[Data taken from a collection]
^^^^^^^^^^^^^^^^

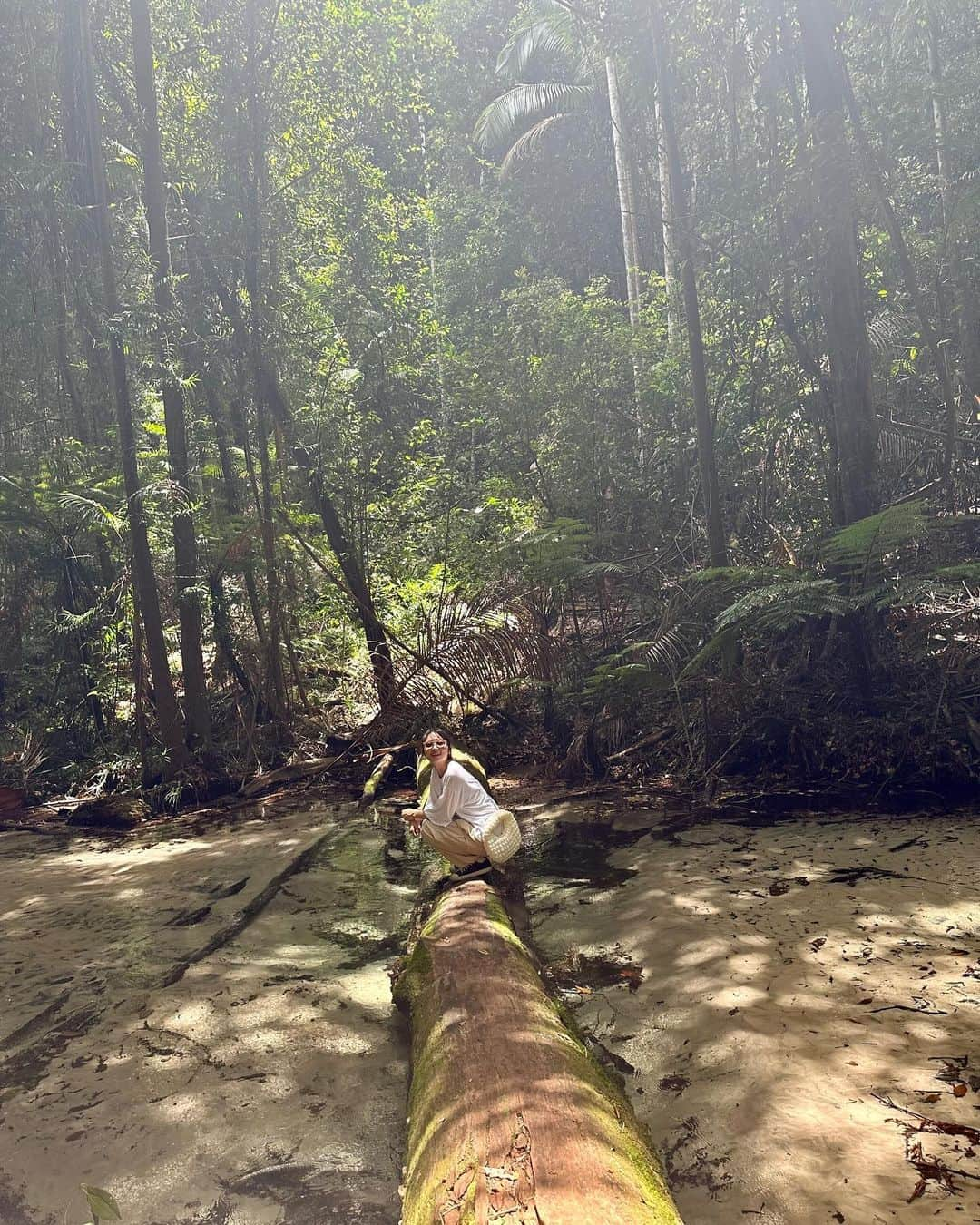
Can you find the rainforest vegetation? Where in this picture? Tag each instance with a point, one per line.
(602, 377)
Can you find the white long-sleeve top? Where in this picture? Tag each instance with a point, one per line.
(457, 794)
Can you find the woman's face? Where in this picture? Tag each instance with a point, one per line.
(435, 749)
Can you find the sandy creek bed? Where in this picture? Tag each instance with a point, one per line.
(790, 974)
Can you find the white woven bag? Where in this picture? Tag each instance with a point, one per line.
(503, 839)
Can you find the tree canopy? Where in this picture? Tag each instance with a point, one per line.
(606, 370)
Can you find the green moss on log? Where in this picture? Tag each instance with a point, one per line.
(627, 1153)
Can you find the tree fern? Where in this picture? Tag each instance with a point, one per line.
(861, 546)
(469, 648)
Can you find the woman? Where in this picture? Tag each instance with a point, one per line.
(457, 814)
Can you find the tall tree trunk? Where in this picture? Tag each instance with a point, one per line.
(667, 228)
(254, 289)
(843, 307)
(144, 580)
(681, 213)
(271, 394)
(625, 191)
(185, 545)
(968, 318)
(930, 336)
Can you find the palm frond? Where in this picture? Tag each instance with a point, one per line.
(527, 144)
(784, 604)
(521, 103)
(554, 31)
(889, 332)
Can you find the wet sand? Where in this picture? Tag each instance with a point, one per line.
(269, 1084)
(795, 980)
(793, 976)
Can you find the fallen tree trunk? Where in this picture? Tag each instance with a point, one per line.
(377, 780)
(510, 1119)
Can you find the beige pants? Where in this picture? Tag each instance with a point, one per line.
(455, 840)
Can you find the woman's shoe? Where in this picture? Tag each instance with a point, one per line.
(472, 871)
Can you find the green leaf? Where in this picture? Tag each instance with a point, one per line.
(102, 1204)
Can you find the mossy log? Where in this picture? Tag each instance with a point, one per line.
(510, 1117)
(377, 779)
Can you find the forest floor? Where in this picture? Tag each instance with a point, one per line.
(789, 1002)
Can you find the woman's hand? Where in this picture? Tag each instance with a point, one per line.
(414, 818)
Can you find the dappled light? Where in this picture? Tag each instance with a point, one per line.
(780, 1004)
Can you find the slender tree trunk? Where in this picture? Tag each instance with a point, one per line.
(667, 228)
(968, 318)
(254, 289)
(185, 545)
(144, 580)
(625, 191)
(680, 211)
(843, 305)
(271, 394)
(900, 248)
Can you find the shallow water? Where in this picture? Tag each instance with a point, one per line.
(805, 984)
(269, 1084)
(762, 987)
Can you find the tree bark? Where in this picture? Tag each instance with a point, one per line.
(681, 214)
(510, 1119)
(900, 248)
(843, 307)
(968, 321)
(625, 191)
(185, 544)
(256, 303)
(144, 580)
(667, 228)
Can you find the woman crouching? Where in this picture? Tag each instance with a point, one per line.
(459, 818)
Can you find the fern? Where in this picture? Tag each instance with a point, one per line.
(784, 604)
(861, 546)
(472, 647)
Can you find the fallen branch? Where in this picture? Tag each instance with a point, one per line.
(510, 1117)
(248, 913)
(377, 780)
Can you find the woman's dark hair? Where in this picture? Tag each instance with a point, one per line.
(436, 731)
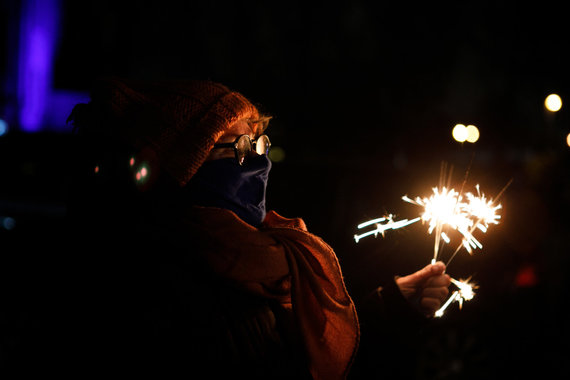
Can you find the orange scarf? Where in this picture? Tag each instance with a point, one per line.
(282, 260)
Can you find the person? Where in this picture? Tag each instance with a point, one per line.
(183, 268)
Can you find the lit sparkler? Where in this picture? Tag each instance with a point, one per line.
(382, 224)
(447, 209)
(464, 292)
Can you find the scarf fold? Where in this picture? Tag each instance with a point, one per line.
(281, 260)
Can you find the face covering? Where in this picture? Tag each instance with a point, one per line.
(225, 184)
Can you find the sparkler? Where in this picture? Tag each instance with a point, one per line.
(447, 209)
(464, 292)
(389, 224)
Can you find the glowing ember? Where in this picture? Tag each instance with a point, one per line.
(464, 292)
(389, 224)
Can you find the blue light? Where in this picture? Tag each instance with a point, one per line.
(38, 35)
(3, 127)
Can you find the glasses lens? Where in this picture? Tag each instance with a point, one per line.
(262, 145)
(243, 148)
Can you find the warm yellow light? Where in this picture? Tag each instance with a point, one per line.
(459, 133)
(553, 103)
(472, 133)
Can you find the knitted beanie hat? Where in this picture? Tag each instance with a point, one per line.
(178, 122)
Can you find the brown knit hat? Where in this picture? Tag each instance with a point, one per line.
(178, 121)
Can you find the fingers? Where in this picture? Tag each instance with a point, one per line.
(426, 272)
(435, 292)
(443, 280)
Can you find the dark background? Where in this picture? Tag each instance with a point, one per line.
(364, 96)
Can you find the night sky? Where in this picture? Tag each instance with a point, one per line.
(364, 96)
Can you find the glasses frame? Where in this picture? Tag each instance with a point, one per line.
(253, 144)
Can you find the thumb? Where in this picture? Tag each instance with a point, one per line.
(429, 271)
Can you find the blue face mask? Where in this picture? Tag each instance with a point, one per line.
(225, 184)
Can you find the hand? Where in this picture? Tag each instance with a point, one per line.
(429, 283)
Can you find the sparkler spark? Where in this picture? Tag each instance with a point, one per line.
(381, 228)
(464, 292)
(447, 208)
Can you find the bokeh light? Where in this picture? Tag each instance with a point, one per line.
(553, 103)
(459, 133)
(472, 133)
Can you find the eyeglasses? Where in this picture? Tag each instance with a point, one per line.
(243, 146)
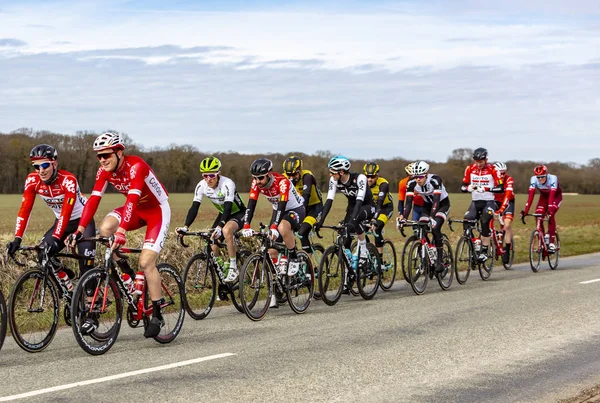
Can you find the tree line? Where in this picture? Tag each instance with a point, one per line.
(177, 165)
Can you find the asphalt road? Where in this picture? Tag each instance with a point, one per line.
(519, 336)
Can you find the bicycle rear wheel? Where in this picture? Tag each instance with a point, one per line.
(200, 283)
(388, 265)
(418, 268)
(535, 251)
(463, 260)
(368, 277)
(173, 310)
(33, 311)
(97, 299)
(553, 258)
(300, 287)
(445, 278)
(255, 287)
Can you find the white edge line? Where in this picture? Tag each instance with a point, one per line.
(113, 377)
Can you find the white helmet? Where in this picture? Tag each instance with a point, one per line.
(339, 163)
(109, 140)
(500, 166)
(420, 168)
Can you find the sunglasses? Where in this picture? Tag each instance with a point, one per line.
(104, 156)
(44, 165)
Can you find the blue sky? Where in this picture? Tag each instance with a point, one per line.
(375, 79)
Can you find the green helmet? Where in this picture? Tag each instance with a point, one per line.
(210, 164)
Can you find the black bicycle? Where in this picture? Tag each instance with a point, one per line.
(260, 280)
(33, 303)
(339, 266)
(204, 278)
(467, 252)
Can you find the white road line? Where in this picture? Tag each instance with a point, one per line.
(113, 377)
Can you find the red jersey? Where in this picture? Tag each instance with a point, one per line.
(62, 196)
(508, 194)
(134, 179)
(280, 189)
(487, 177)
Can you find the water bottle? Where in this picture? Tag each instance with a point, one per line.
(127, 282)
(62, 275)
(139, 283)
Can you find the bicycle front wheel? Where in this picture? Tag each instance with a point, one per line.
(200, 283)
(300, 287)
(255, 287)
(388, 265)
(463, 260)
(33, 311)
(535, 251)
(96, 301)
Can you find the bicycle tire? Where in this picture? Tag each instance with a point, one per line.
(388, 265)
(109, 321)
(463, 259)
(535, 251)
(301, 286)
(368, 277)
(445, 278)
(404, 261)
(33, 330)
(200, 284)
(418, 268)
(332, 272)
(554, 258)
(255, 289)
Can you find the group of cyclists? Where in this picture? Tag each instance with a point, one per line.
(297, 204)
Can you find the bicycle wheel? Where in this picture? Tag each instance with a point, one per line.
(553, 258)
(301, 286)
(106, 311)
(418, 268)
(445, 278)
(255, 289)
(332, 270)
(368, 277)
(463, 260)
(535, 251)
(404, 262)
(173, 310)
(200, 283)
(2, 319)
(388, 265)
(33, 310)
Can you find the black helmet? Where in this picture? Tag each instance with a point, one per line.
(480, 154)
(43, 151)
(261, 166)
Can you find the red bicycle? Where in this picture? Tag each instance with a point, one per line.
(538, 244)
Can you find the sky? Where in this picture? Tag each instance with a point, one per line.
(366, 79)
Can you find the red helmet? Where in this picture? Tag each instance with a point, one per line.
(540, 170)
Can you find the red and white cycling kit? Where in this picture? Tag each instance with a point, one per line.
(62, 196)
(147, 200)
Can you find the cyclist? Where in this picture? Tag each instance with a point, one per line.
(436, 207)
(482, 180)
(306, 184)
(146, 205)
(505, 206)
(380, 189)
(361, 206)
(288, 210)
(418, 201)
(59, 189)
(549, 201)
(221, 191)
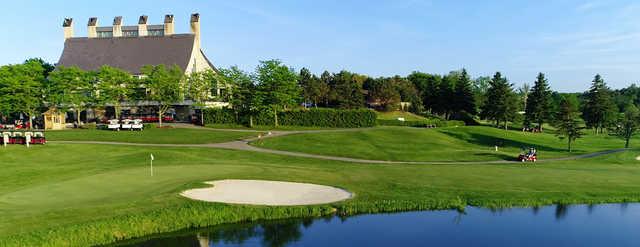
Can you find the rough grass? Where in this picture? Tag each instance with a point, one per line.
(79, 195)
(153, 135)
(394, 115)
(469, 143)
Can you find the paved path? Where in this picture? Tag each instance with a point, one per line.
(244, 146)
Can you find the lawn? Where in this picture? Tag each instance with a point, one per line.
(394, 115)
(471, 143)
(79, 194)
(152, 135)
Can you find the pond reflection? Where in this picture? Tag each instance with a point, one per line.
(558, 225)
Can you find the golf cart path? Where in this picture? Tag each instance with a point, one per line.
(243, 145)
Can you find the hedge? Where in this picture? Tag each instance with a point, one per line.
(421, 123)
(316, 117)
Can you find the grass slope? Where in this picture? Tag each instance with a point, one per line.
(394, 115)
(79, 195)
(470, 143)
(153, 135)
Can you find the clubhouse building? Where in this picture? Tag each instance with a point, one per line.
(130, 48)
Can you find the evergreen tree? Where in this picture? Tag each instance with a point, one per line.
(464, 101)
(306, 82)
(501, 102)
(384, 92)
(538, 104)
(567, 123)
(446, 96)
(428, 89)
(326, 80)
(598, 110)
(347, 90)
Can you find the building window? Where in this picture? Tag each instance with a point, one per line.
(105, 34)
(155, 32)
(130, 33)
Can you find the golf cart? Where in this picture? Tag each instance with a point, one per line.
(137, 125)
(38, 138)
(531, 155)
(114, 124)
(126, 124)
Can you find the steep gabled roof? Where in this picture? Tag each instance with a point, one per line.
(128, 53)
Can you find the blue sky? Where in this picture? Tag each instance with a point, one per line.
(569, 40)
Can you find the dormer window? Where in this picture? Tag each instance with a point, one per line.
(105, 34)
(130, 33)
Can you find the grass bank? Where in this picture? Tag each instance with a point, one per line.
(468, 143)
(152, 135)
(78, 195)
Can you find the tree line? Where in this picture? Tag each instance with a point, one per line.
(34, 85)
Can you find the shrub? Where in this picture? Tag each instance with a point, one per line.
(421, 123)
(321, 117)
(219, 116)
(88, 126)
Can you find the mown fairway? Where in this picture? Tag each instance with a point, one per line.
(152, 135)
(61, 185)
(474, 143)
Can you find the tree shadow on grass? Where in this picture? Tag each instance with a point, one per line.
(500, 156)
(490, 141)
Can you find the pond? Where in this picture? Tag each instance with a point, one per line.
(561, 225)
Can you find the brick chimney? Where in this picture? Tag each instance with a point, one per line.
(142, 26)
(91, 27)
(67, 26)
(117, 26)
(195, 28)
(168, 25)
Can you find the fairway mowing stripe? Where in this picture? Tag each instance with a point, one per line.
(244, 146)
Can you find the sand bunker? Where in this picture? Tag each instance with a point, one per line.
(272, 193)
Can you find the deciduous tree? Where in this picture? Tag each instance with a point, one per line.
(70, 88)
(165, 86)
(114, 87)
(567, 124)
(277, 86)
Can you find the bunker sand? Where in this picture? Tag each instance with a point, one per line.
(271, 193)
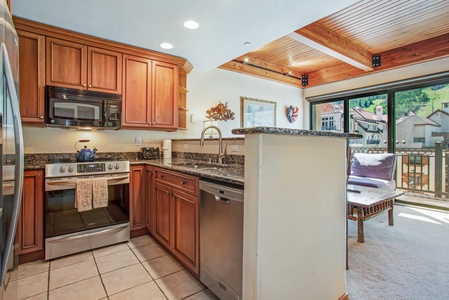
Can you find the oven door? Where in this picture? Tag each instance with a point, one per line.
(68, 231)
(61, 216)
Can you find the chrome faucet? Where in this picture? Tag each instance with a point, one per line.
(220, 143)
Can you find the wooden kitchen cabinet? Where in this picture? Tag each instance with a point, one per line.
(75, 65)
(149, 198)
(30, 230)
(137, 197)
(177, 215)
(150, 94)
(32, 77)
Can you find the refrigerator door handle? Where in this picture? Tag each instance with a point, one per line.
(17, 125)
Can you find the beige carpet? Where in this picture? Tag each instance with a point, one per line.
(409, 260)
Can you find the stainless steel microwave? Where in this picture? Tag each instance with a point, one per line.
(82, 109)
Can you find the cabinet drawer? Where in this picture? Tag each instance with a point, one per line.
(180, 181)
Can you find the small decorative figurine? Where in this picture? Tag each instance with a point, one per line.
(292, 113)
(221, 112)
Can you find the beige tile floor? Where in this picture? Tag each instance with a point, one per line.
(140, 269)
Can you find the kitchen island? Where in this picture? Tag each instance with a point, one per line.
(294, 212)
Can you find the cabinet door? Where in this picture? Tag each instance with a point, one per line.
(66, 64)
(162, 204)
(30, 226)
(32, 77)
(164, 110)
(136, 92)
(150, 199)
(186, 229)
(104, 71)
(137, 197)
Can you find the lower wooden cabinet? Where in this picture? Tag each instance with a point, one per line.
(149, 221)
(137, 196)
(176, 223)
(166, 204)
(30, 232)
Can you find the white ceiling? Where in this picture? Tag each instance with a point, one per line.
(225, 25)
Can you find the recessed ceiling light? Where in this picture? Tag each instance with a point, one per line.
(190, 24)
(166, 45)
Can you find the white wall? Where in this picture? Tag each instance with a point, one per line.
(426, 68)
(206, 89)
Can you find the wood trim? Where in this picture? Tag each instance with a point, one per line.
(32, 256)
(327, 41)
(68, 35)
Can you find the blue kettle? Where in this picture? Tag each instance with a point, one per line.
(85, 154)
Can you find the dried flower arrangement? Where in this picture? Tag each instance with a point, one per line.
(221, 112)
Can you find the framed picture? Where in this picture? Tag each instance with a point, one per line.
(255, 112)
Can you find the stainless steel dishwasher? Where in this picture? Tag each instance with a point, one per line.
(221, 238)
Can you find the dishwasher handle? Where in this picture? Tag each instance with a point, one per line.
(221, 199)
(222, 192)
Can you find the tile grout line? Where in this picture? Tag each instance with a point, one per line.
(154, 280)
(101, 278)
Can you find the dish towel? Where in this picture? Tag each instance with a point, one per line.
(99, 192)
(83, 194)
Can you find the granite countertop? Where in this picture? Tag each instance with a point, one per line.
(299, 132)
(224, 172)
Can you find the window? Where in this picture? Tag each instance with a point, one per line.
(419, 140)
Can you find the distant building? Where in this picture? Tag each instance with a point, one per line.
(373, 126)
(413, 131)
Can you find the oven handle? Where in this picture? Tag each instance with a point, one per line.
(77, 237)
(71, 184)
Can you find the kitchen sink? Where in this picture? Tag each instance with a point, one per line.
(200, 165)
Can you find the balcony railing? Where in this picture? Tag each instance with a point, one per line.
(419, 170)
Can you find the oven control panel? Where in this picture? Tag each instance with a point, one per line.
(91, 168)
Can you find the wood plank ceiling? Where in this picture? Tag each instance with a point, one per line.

^^^^^^^^^^^^^^^^

> Objective
Please update everything from the line containing "Can you find the kitchen sink?" down to the end of the data, changing "balcony railing" to "stair railing" and leaving all else unchanged.

> Solution for this problem
Can you find the kitchen sink? Where in this picture? Tag each instance with a point, one per line.
(200, 165)
Can you find the stair railing? Where in this picture? Tag each instance with a point, one per line.
(419, 170)
Can you find the oven control panel? Where in this picture? Tag each instance with a point, one per line.
(91, 168)
Can you find the wood plank ceiling? Where in this picture? Tag each instance with a point, one per line.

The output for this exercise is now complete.